**Task prompt:**
Write every line of the following listing exactly as it reads.

☆ ☆ ☆ ☆

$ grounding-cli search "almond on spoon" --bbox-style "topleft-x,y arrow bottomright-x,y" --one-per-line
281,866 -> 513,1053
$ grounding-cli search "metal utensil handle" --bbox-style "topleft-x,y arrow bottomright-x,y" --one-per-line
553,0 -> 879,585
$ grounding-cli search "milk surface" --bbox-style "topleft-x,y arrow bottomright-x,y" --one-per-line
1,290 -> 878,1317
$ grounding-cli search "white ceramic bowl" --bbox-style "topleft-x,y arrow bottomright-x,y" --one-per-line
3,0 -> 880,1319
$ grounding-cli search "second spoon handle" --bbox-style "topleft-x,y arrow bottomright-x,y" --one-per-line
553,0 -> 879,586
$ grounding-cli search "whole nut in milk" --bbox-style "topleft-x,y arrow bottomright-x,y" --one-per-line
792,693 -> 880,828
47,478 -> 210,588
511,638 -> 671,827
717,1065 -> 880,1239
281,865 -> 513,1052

☆ ☆ ☆ ☆

**Result of this exercise:**
$ grounding-cli search "almond on spoon" --bbox-style "topleft-x,y arrow bottomright-x,y" --one-per-line
281,866 -> 513,1053
$ grounding-cli search "metal utensil handle" --bbox-style "topleft-x,y arrow bottomright-x,y" --one-per-line
553,0 -> 879,585
$ grounding-cli search "milk surface" --bbox-style "topleft-x,y arrow bottomright-x,y" --one-per-line
1,290 -> 878,1317
$ grounding-cli search "white ceramic bowl" --bbox-style "topleft-x,y arrow bottomright-x,y" --one-per-line
3,0 -> 880,1319
$ grounding-cli search "second spoon handle" --bbox-style "topleft-x,y arrow bottomright-x,y" --one-per-line
553,0 -> 879,586
$ grounding-cli search "whole nut in milk" --bbox-style "topleft-x,y arrow bottomright-x,y" --one-per-line
792,693 -> 880,828
47,478 -> 210,588
511,638 -> 671,827
717,1065 -> 880,1239
281,865 -> 513,1052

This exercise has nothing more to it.